Data listing:
+-------+
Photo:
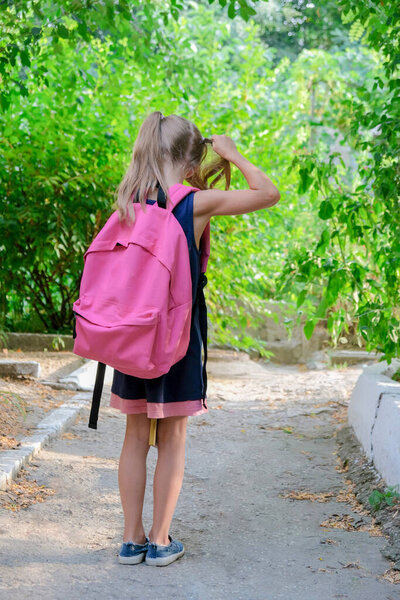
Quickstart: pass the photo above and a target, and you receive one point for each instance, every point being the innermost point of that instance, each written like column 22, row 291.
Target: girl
column 167, row 151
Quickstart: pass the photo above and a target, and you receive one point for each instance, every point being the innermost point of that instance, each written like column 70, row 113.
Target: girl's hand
column 224, row 146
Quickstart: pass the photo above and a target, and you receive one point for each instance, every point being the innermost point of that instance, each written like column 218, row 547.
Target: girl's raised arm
column 262, row 193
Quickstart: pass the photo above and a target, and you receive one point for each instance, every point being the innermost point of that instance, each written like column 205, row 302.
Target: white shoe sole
column 165, row 560
column 131, row 560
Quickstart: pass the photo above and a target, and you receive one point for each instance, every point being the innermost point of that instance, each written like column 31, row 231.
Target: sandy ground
column 265, row 511
column 25, row 401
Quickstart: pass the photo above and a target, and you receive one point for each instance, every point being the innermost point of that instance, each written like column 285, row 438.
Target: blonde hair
column 162, row 139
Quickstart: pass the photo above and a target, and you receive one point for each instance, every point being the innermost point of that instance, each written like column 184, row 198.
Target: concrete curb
column 374, row 414
column 11, row 461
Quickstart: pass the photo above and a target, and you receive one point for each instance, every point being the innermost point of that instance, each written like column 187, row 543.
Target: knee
column 172, row 433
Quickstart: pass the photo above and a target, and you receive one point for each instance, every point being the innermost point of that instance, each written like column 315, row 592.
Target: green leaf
column 326, row 210
column 309, row 328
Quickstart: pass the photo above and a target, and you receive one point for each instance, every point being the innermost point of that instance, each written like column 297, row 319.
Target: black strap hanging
column 98, row 388
column 161, row 197
column 203, row 329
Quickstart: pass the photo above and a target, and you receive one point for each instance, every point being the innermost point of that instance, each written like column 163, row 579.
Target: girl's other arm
column 262, row 193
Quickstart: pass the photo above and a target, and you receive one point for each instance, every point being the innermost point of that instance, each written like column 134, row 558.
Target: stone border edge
column 11, row 461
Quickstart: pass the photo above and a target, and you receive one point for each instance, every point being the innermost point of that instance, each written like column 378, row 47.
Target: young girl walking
column 169, row 150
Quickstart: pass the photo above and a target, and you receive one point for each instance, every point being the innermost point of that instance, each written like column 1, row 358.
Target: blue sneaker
column 161, row 556
column 132, row 554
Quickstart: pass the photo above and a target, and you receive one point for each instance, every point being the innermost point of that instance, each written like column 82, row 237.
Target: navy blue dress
column 178, row 392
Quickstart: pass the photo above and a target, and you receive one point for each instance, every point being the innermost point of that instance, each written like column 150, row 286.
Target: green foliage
column 25, row 23
column 78, row 77
column 351, row 274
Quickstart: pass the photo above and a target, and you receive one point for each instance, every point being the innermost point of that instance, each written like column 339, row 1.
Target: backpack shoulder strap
column 177, row 193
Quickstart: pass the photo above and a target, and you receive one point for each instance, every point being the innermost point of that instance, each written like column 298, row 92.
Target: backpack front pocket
column 106, row 332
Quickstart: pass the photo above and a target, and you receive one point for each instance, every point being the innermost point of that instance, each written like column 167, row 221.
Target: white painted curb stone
column 11, row 461
column 374, row 414
column 84, row 377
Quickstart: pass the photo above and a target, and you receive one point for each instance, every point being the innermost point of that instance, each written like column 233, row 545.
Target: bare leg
column 168, row 476
column 132, row 475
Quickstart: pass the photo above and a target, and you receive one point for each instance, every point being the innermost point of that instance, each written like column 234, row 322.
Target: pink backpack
column 135, row 302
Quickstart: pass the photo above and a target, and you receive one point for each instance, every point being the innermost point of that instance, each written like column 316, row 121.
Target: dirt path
column 269, row 432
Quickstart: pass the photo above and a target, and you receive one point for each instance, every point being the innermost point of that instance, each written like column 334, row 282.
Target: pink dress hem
column 186, row 408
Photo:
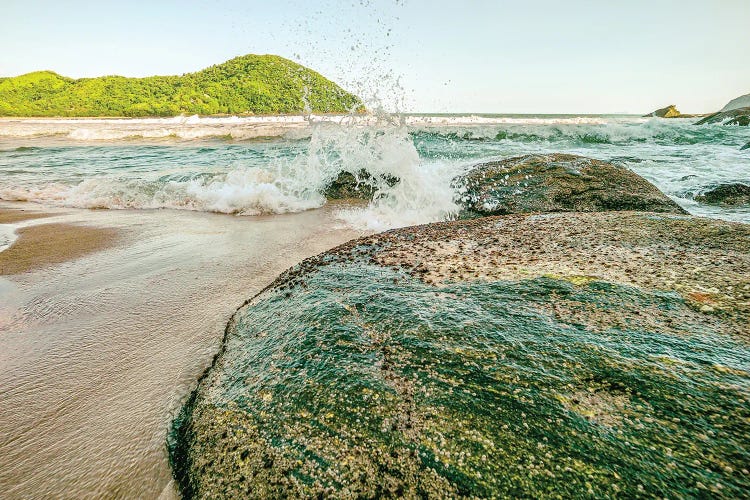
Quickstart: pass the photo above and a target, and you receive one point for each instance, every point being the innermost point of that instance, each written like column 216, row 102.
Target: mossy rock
column 556, row 355
column 739, row 116
column 735, row 195
column 556, row 183
column 666, row 112
column 360, row 185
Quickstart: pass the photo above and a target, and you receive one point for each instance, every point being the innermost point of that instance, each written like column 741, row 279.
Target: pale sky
column 520, row 56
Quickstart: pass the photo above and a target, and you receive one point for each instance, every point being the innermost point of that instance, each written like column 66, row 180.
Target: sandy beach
column 42, row 245
column 107, row 318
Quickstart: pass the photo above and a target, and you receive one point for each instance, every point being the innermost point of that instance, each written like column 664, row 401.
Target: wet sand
column 14, row 215
column 48, row 244
column 98, row 352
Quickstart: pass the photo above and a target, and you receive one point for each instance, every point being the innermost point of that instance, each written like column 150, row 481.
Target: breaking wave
column 91, row 163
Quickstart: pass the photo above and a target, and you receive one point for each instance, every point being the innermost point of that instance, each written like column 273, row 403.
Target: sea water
column 98, row 354
column 271, row 165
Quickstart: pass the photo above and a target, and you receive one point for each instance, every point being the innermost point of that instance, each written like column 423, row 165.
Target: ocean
column 272, row 165
column 98, row 353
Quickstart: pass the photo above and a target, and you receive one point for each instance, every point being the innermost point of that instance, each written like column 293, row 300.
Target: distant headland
column 245, row 85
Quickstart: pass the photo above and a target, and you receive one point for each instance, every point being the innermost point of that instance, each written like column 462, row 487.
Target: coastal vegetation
column 250, row 84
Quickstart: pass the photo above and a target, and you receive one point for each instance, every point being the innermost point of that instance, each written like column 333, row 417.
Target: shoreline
column 44, row 245
column 98, row 354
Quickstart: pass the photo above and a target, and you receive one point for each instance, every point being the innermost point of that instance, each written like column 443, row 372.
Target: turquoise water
column 251, row 166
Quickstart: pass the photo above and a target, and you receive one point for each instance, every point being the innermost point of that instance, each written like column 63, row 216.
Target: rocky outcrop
column 735, row 194
column 557, row 183
column 739, row 116
column 567, row 354
column 742, row 101
column 667, row 112
column 359, row 186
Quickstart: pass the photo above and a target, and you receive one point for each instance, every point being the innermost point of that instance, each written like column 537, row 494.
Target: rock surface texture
column 561, row 354
column 360, row 186
column 667, row 112
column 736, row 194
column 738, row 116
column 742, row 101
column 557, row 183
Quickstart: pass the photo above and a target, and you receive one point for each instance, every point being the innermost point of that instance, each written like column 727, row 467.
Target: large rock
column 742, row 101
column 668, row 112
column 735, row 194
column 739, row 116
column 557, row 183
column 360, row 186
column 557, row 355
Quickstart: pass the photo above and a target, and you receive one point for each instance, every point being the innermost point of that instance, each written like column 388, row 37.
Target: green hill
column 250, row 84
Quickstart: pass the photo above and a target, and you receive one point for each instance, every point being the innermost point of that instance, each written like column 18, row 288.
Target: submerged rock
column 742, row 101
column 359, row 186
column 668, row 112
column 570, row 354
column 738, row 116
column 736, row 194
column 557, row 183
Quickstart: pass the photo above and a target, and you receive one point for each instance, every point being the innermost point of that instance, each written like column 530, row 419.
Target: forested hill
column 251, row 84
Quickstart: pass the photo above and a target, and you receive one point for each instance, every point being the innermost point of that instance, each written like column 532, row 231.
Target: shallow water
column 97, row 354
column 262, row 165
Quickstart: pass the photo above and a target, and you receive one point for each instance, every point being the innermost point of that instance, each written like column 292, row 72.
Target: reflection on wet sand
column 97, row 352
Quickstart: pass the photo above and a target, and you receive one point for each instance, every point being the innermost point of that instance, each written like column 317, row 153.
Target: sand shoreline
column 97, row 354
column 42, row 245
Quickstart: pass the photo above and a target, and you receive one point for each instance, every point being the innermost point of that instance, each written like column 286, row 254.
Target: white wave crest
column 423, row 193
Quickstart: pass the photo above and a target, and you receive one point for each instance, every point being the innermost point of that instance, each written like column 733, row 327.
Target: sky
column 522, row 56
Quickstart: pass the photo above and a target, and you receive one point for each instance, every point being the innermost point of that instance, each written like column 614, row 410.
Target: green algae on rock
column 571, row 354
column 735, row 194
column 666, row 112
column 555, row 183
column 737, row 116
column 359, row 185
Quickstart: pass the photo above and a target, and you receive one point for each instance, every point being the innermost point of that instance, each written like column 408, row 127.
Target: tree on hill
column 250, row 84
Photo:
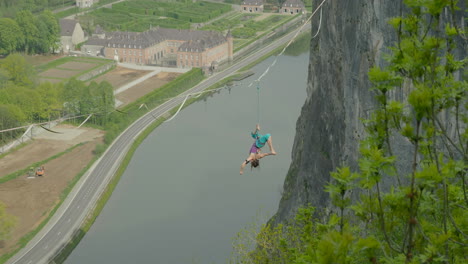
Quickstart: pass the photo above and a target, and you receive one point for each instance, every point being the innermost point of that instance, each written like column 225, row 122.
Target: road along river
column 181, row 199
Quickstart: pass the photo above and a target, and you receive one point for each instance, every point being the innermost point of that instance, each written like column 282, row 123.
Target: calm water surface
column 182, row 199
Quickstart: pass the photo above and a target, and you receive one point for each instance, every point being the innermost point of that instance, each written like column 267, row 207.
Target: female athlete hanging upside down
column 254, row 154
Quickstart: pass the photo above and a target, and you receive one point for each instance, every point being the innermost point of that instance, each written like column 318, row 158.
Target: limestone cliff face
column 353, row 36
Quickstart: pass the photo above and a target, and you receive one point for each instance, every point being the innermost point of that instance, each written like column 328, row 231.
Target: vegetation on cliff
column 424, row 218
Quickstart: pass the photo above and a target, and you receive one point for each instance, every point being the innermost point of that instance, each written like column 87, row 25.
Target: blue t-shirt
column 260, row 139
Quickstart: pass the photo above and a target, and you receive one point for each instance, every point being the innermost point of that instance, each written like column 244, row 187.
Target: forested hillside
column 9, row 8
column 23, row 100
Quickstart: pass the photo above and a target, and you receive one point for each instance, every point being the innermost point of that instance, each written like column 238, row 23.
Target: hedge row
column 120, row 120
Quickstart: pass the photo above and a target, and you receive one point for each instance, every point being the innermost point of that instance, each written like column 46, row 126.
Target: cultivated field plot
column 68, row 67
column 140, row 15
column 246, row 27
column 145, row 87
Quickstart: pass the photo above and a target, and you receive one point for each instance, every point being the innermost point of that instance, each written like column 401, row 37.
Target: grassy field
column 69, row 67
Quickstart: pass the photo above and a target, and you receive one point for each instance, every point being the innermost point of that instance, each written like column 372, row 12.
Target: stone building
column 71, row 34
column 85, row 3
column 293, row 7
column 252, row 6
column 166, row 47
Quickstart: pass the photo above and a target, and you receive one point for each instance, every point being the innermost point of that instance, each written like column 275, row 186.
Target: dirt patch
column 145, row 87
column 30, row 200
column 120, row 76
column 262, row 16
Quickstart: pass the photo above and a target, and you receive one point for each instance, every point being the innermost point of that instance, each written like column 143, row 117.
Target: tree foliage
column 7, row 222
column 24, row 100
column 424, row 218
column 29, row 33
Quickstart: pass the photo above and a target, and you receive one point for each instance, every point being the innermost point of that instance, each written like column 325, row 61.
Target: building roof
column 293, row 3
column 99, row 30
column 194, row 40
column 67, row 26
column 253, row 2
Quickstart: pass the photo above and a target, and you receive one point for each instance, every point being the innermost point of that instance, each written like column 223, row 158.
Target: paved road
column 85, row 194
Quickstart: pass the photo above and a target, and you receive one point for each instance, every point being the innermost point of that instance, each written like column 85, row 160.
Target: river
column 181, row 199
+-------+
• EXERCISE PROMPT:
Retype the lines that start at the one containing "530, row 419." and end after the one containing "column 262, row 165", keeping every character as it appears.

• TASK SOLUTION:
Quickstart: pass the photo above and a target, and you receive one point for each instance, every point being the innermost point of that instance, each written like column 530, row 419.
Target: forested hill
column 251, row 84
Quickstart: pass the photo above and a target, and you receive one point for each instance, every point being the innermost point of that instance, each written like column 532, row 231.
Target: shallow water
column 97, row 354
column 262, row 165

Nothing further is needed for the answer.